> How to complete this task:
Lines in the data below that contain the word "target" are to be copied.
(Beginning of Provided records)
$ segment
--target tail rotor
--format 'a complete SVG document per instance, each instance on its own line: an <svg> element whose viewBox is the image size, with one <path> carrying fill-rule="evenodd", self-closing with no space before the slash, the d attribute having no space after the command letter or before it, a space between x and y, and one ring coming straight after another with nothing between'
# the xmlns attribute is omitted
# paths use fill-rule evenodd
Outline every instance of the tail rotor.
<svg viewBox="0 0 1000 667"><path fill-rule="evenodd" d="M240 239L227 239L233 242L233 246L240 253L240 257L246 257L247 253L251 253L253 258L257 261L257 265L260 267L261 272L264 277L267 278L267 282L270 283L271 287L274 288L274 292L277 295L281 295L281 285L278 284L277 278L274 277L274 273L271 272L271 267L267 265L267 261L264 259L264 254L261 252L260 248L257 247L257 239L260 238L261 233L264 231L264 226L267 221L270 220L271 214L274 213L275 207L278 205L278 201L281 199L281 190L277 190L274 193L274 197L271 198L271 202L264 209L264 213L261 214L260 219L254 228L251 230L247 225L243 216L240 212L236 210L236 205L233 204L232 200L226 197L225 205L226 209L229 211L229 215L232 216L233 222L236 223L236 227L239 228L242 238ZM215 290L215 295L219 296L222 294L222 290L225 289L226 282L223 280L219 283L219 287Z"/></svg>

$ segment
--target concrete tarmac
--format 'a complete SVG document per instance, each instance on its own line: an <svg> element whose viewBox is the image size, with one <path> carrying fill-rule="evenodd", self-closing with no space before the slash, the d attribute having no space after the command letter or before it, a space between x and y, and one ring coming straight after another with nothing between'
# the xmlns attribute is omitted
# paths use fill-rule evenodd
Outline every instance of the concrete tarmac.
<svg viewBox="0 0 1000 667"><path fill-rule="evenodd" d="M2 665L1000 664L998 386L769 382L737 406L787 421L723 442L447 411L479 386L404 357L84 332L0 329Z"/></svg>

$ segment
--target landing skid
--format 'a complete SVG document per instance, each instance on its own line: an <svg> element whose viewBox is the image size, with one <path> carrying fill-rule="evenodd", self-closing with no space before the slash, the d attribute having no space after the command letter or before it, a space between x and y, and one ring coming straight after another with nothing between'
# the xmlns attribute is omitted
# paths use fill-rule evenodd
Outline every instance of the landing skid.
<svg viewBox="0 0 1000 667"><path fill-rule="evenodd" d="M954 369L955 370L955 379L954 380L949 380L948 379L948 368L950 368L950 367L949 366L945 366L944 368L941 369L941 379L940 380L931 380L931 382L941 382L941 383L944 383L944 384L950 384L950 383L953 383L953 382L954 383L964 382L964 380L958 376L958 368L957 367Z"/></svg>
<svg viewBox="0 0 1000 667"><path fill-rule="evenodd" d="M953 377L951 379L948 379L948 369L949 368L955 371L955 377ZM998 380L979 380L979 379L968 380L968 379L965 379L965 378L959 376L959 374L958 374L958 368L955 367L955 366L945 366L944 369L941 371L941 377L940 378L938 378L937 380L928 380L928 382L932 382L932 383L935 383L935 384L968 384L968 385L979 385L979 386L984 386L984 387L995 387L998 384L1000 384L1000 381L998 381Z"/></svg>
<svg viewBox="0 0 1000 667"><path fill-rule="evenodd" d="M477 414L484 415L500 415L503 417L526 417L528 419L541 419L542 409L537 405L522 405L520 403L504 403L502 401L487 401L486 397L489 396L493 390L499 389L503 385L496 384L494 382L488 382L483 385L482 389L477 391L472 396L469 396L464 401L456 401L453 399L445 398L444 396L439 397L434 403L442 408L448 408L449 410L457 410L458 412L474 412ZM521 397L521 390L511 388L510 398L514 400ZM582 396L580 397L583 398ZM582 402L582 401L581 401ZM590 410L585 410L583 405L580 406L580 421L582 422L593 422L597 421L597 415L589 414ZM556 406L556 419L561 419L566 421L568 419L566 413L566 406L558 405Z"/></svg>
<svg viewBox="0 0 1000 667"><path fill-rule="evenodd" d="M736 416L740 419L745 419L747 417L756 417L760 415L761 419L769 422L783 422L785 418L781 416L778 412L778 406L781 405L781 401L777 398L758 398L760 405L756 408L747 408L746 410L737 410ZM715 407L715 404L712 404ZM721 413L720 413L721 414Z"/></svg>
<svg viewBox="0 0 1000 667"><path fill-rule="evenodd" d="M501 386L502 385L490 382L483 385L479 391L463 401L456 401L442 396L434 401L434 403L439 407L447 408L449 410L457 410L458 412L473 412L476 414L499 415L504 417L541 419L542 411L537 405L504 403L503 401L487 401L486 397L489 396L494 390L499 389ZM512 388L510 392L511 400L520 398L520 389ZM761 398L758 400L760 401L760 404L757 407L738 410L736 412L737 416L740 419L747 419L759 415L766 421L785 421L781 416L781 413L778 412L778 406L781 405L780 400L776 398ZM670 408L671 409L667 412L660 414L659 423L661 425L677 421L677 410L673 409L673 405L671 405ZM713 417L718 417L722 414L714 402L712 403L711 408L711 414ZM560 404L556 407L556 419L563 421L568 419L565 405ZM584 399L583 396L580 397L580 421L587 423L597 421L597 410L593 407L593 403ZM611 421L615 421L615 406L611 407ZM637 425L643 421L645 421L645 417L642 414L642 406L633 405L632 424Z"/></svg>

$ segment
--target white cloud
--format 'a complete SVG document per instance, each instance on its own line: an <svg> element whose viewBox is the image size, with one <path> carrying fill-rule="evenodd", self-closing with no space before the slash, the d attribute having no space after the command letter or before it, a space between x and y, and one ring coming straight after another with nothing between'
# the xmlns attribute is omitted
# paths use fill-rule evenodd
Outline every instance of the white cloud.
(End of Provided records)
> Response to the task:
--target tail rotor
--target concrete tarmac
--target landing skid
--target white cloud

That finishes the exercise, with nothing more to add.